[Task] Return all of the entries below exactly as they are given.

[Records provided]
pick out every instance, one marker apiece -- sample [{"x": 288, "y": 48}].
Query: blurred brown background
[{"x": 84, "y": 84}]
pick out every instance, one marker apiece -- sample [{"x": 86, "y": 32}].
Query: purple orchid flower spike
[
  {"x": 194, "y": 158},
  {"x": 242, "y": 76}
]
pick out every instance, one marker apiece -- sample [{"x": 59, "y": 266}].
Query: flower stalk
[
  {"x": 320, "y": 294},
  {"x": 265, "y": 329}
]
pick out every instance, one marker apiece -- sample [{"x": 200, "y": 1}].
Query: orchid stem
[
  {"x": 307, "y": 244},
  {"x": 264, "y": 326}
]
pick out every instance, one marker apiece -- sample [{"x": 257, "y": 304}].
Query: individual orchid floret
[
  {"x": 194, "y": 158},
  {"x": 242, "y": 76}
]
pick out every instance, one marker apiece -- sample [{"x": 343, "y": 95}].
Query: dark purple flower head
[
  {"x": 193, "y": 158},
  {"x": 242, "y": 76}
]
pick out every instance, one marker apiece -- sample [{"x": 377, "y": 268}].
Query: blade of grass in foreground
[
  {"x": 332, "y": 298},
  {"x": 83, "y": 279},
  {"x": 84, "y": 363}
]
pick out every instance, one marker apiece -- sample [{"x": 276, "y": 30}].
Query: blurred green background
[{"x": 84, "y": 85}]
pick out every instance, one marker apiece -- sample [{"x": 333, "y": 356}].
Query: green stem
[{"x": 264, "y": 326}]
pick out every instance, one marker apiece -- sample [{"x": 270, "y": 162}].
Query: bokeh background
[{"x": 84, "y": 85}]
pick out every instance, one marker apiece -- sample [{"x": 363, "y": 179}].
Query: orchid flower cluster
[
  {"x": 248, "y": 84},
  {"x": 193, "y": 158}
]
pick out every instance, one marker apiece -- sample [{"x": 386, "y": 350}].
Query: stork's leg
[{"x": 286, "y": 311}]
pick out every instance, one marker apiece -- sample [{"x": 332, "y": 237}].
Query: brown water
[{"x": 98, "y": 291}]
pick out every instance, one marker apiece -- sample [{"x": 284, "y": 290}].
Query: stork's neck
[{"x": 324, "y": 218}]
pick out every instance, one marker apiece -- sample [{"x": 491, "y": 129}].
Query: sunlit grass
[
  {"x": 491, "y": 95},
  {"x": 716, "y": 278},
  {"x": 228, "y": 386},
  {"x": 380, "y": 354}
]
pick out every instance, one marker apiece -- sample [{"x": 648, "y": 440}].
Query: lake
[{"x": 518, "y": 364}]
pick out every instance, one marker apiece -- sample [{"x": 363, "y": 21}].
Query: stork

[Task result]
pick out every instance, one marker apiece -- sample [{"x": 288, "y": 48}].
Query: blurred brown background
[{"x": 84, "y": 84}]
pick out every instance, one marker apiece -- sample [{"x": 86, "y": 32}].
Query: purple orchid flower spike
[
  {"x": 194, "y": 158},
  {"x": 242, "y": 76}
]
pick out every instance, one marker apiece -- sample [{"x": 59, "y": 266}].
Query: flower stalk
[
  {"x": 320, "y": 294},
  {"x": 265, "y": 329}
]
pick out every instance, one marker apiece -- sample [{"x": 200, "y": 1}].
Query: orchid stem
[
  {"x": 307, "y": 244},
  {"x": 264, "y": 326}
]
pick out every instance, one marker apiece -- sample [{"x": 257, "y": 304}].
Query: individual orchid floret
[
  {"x": 194, "y": 158},
  {"x": 242, "y": 76}
]
pick out every instance, one marker apiece -- sample [{"x": 343, "y": 95}].
Query: dark purple flower head
[
  {"x": 193, "y": 158},
  {"x": 242, "y": 76}
]
pick out every instance, one marker apiece -- sample [{"x": 377, "y": 268}].
Query: blade of grass in foreground
[
  {"x": 332, "y": 298},
  {"x": 83, "y": 279},
  {"x": 84, "y": 363}
]
pick out every instance, one marker apiece -- sample [{"x": 276, "y": 30}].
Query: blurred green background
[{"x": 84, "y": 85}]
pick out every instance, one marker apiece -- sample [{"x": 333, "y": 356}].
Query: green stem
[{"x": 264, "y": 326}]
pick out every instance, one marker apiece -- sample [{"x": 270, "y": 162}].
Query: bokeh background
[{"x": 84, "y": 85}]
pick out every instance, one marker apiece -- sample [{"x": 363, "y": 179}].
Query: orchid flower cluster
[
  {"x": 248, "y": 84},
  {"x": 193, "y": 158}
]
pick out every instance, one marker apiece -- sample [{"x": 386, "y": 350}].
Query: stork's leg
[{"x": 286, "y": 311}]
pick out every instance, one marker apiece -- sample [{"x": 332, "y": 237}].
Query: brown water
[{"x": 98, "y": 291}]
pick out every instance, one marker apiece -- sample [{"x": 284, "y": 290}].
Query: stork's neck
[{"x": 324, "y": 218}]
pick out every instance, one marker apiece -- sample [{"x": 491, "y": 129}].
Query: sunlit grass
[
  {"x": 491, "y": 95},
  {"x": 716, "y": 278},
  {"x": 228, "y": 386},
  {"x": 380, "y": 354}
]
pick out every instance, one marker apiece -- sample [{"x": 648, "y": 440}].
Query: lake
[{"x": 518, "y": 364}]
pick out every instance, one marker apiece -- sample [{"x": 363, "y": 21}].
Query: stork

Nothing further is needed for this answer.